--- start of Records for the exercise ---
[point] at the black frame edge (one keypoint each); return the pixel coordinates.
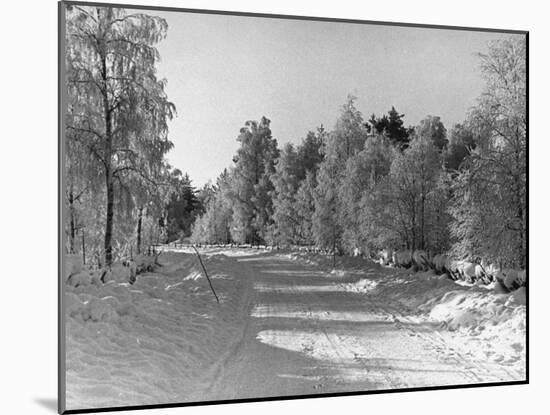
(62, 4)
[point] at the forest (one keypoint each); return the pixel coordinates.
(366, 184)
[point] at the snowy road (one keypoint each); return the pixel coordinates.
(307, 334)
(286, 325)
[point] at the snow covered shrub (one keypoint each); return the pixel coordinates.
(511, 279)
(102, 310)
(73, 265)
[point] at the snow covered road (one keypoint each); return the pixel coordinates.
(286, 325)
(308, 333)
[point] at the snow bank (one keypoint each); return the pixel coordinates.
(157, 340)
(484, 321)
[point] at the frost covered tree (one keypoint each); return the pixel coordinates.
(214, 225)
(489, 206)
(305, 207)
(182, 207)
(433, 129)
(404, 196)
(285, 228)
(346, 140)
(251, 184)
(363, 172)
(392, 126)
(117, 109)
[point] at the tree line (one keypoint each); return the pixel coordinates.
(365, 184)
(374, 184)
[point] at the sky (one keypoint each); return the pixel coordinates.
(225, 70)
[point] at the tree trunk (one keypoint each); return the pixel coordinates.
(422, 221)
(72, 231)
(109, 220)
(140, 216)
(109, 179)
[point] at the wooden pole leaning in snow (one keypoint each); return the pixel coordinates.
(207, 277)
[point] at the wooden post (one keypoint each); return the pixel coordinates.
(83, 247)
(207, 277)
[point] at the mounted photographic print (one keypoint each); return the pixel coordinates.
(264, 207)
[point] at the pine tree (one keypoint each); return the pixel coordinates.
(254, 165)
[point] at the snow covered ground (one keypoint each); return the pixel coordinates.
(288, 324)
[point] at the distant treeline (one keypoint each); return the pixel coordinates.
(365, 184)
(377, 184)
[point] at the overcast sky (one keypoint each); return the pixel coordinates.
(225, 70)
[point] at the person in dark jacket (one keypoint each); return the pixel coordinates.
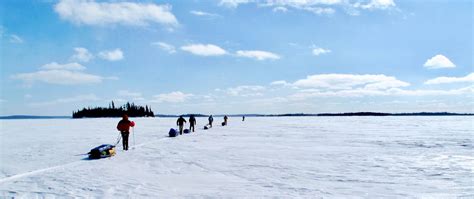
(192, 122)
(124, 127)
(211, 119)
(225, 119)
(180, 122)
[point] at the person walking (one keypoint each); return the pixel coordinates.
(192, 122)
(211, 119)
(124, 127)
(180, 122)
(225, 120)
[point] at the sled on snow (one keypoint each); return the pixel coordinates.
(173, 132)
(102, 151)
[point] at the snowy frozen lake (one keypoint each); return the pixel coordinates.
(286, 157)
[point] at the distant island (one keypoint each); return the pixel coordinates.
(94, 111)
(326, 114)
(131, 110)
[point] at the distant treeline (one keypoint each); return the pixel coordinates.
(328, 114)
(368, 114)
(131, 110)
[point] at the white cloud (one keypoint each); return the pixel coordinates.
(438, 61)
(377, 4)
(203, 14)
(68, 66)
(257, 54)
(319, 7)
(447, 80)
(173, 97)
(166, 47)
(280, 9)
(320, 11)
(320, 51)
(74, 99)
(111, 55)
(16, 39)
(127, 93)
(279, 83)
(89, 12)
(81, 55)
(204, 49)
(245, 91)
(233, 3)
(362, 92)
(62, 77)
(349, 81)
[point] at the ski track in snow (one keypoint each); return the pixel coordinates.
(290, 157)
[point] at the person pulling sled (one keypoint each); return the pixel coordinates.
(124, 127)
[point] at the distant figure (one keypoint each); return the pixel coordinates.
(225, 119)
(124, 127)
(192, 122)
(211, 119)
(180, 122)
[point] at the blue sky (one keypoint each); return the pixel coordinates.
(237, 56)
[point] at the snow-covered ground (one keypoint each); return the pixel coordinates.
(286, 157)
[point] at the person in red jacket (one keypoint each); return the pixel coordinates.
(124, 127)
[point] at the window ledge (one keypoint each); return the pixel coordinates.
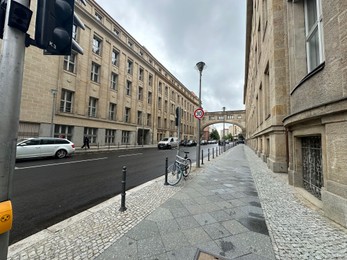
(308, 76)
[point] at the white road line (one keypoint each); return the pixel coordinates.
(132, 154)
(54, 164)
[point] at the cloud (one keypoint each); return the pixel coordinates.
(180, 33)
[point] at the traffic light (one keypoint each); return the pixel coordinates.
(53, 30)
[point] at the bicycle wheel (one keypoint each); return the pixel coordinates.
(187, 167)
(174, 174)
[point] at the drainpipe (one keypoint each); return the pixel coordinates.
(287, 147)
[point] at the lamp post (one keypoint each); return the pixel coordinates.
(54, 93)
(200, 66)
(224, 128)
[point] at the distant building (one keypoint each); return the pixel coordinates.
(295, 96)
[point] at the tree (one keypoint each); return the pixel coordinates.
(214, 135)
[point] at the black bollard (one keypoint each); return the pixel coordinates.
(122, 206)
(166, 166)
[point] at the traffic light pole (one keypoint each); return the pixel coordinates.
(11, 75)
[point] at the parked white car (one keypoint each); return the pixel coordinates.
(168, 143)
(44, 147)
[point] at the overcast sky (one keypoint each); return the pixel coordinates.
(180, 33)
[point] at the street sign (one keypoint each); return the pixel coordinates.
(199, 113)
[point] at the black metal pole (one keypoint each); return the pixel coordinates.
(122, 207)
(166, 166)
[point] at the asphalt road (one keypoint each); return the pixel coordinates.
(47, 191)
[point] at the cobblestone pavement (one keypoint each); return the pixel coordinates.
(88, 234)
(296, 231)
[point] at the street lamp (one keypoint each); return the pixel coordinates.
(200, 66)
(224, 128)
(54, 93)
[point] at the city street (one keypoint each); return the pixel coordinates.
(47, 191)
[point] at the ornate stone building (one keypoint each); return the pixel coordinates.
(117, 92)
(308, 41)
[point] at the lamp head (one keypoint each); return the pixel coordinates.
(200, 65)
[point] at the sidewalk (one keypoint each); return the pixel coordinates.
(221, 210)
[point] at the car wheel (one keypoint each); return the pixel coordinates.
(61, 154)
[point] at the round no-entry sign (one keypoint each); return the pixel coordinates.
(199, 113)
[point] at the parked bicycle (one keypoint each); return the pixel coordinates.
(180, 168)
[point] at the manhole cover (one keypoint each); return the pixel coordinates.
(201, 255)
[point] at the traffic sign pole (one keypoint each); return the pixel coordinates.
(11, 74)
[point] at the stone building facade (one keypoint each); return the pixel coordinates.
(116, 93)
(313, 93)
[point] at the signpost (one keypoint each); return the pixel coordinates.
(199, 113)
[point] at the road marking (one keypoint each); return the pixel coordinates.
(54, 164)
(131, 154)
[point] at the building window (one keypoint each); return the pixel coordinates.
(159, 87)
(92, 107)
(140, 94)
(115, 57)
(141, 72)
(63, 131)
(91, 133)
(66, 101)
(98, 17)
(110, 136)
(149, 118)
(139, 117)
(125, 137)
(114, 81)
(127, 115)
(165, 105)
(149, 99)
(150, 79)
(97, 45)
(70, 62)
(95, 72)
(112, 111)
(314, 33)
(159, 102)
(130, 67)
(116, 31)
(128, 88)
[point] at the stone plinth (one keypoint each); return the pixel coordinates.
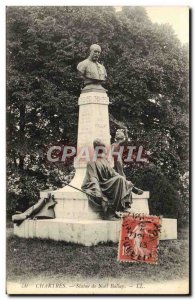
(72, 204)
(85, 232)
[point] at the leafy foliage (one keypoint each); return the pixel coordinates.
(147, 86)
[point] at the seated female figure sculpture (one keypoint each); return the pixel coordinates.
(107, 189)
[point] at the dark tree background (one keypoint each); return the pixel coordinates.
(147, 85)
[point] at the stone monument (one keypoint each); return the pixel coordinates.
(75, 220)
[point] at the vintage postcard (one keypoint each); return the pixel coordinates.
(97, 150)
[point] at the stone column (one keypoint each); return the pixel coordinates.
(93, 123)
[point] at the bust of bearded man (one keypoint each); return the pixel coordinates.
(93, 73)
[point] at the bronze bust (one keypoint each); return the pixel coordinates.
(91, 70)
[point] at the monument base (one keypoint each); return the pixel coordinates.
(85, 232)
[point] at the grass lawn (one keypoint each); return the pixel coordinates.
(30, 259)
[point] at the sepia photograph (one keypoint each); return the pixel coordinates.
(97, 150)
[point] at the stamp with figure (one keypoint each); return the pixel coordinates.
(139, 238)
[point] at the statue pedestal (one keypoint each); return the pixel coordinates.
(75, 220)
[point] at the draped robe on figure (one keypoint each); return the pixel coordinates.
(101, 180)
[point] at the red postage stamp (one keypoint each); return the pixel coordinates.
(139, 238)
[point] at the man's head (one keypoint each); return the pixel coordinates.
(95, 51)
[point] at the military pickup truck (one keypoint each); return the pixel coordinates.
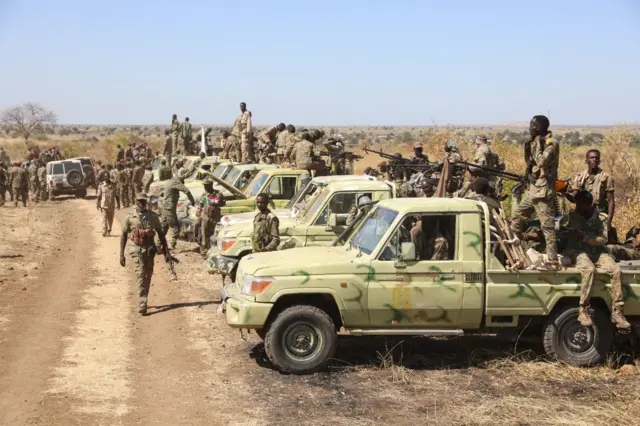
(281, 184)
(311, 228)
(377, 283)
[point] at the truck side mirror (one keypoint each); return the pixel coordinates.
(408, 251)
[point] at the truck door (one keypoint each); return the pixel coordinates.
(340, 203)
(427, 291)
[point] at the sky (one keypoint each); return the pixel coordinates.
(330, 62)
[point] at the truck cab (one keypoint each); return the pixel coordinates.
(420, 267)
(320, 223)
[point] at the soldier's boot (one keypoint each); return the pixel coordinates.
(584, 316)
(617, 317)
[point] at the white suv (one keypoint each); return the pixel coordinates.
(66, 177)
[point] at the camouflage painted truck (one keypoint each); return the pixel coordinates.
(297, 300)
(312, 228)
(281, 184)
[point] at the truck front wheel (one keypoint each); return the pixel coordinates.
(301, 340)
(565, 339)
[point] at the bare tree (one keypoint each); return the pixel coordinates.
(27, 119)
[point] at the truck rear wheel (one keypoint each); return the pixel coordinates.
(301, 340)
(565, 339)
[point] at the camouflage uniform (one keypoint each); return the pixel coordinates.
(266, 233)
(19, 183)
(186, 131)
(302, 154)
(137, 178)
(210, 214)
(599, 184)
(242, 130)
(588, 253)
(164, 173)
(43, 191)
(107, 204)
(143, 227)
(34, 184)
(168, 216)
(544, 157)
(175, 133)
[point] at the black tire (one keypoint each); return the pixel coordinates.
(293, 324)
(566, 340)
(74, 177)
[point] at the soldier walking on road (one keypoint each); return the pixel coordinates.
(542, 154)
(586, 247)
(19, 183)
(169, 217)
(43, 190)
(266, 232)
(107, 202)
(143, 225)
(210, 214)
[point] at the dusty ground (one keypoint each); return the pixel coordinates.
(73, 350)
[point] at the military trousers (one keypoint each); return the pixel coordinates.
(143, 266)
(544, 209)
(248, 154)
(107, 220)
(587, 264)
(207, 227)
(169, 221)
(34, 188)
(20, 194)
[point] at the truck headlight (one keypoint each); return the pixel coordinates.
(255, 285)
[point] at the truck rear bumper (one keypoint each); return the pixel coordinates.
(241, 313)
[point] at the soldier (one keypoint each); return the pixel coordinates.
(542, 154)
(209, 213)
(175, 130)
(19, 183)
(142, 226)
(107, 202)
(586, 247)
(289, 141)
(186, 132)
(168, 216)
(243, 131)
(123, 185)
(267, 141)
(147, 179)
(168, 146)
(164, 172)
(42, 182)
(4, 179)
(137, 177)
(599, 183)
(34, 184)
(266, 233)
(302, 153)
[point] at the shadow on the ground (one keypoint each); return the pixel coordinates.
(165, 308)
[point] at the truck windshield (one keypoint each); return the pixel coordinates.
(256, 184)
(373, 229)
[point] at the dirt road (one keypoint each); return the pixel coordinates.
(73, 350)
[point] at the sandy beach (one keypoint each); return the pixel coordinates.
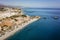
(16, 29)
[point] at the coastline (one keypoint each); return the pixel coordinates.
(19, 28)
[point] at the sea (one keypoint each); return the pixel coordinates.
(46, 28)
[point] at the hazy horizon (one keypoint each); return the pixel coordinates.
(33, 3)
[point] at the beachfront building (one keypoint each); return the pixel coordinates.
(7, 12)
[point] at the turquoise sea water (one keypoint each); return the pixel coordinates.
(46, 28)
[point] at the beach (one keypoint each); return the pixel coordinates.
(8, 34)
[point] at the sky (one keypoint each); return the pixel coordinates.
(33, 3)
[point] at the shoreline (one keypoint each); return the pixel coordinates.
(8, 34)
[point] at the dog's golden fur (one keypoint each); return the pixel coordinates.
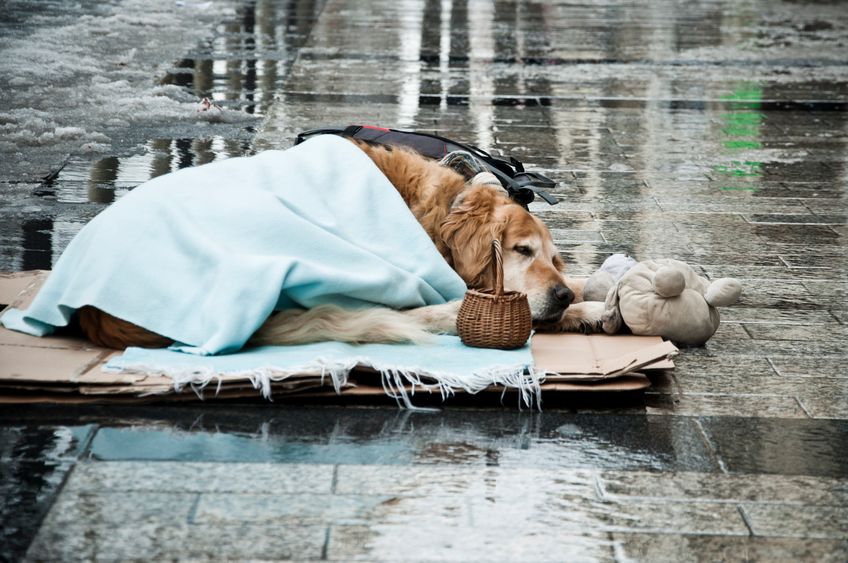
(462, 220)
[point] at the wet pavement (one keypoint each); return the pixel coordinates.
(711, 132)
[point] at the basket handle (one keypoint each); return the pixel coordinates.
(497, 266)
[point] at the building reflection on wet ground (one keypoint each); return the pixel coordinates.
(712, 132)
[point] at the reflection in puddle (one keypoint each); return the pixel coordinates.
(105, 181)
(109, 178)
(741, 132)
(244, 65)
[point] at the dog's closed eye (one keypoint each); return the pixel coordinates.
(524, 250)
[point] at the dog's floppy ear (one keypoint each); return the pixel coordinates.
(468, 231)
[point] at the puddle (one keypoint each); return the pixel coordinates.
(244, 65)
(42, 240)
(107, 179)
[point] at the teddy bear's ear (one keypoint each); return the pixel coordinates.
(723, 292)
(611, 319)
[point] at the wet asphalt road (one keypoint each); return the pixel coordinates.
(712, 132)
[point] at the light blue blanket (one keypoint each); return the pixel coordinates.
(204, 255)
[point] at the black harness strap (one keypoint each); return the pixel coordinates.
(521, 185)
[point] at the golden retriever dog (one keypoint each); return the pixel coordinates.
(462, 219)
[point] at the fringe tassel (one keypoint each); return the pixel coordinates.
(395, 380)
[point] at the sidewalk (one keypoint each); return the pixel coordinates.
(710, 132)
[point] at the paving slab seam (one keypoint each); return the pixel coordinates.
(711, 449)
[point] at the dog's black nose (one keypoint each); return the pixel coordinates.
(563, 295)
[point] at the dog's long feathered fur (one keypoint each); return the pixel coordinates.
(461, 221)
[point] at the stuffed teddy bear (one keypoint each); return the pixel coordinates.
(660, 297)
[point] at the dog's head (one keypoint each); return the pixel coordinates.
(531, 262)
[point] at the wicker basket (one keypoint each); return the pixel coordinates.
(492, 318)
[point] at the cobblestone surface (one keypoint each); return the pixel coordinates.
(709, 131)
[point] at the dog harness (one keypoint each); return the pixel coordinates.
(522, 186)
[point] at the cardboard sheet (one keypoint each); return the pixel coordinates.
(64, 369)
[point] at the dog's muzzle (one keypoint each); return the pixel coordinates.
(557, 299)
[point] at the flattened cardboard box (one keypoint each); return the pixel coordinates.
(67, 369)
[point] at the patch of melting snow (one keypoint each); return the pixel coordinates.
(71, 78)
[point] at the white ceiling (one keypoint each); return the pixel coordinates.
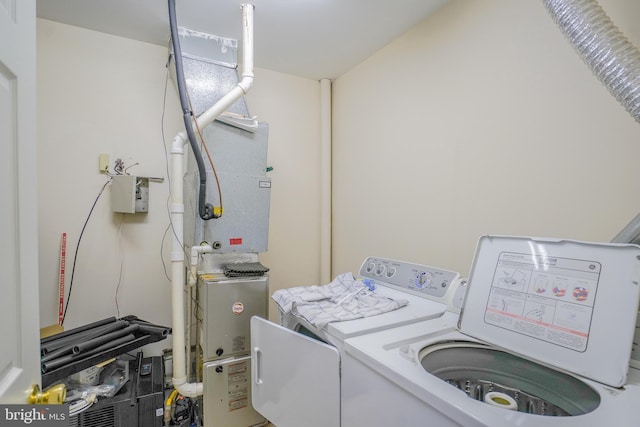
--- end of Records for the exercise ---
-- Exercise goal --
Write out the material above exactly as it appears, from the line containing "[point] at the wet asphalt" through the end of the material, including both ends. Leave the pictures out.

-- Response --
[point] at the wet asphalt road (one keypoint each); return the pixel coordinates.
(712, 132)
[point] at the light blue blanket (one keypoint each); return the pixel coordinates.
(204, 255)
[point] at the black harness strap (one keypoint each); return the pixel coordinates.
(521, 185)
[point] at the golden retriever dog (one keypoint each); return the pixel coordinates.
(462, 219)
[point] at the fringe tassel (one keypoint each); return the pixel coordinates.
(395, 380)
[point] at the sidewalk (one keypoint each); return the pixel coordinates.
(710, 132)
[point] at the paving slab seam (one keypoint each); return the pixel coordinates.
(711, 449)
[point] at the dog's black nose (one keypoint each); return the pixel coordinates.
(563, 295)
[point] at the dog's long feathered fur (one keypoint each); return the pixel coordinates.
(461, 221)
[point] at the stuffed teddy bear (one keypoint each); return the pixel coordinates.
(660, 297)
[point] at the dog's head (one keypoint each); return the pixel coordinates.
(531, 262)
[point] at the wicker basket (one keypoint each); return the pixel coordinates.
(492, 318)
[point] at the cobblestone surface (one keypoint each); return the pixel coordinates.
(709, 131)
[point] at the dog harness (one keypoint each); return the pixel coordinates.
(522, 186)
[point] at the cardboard sheet (one keypoint each); return the pixel coordinates.
(64, 369)
[point] at the dog's muzzle (one keypoint each); return the pixel coordinates.
(557, 299)
[point] at the flattened cardboard box (one keypoint each); return the pixel coordinates.
(67, 369)
[point] at the patch of melting snow (one keypoint each); return the pixel coordinates.
(71, 78)
[point] at the white ceiling (one keypoint each); return the pixel coordinates.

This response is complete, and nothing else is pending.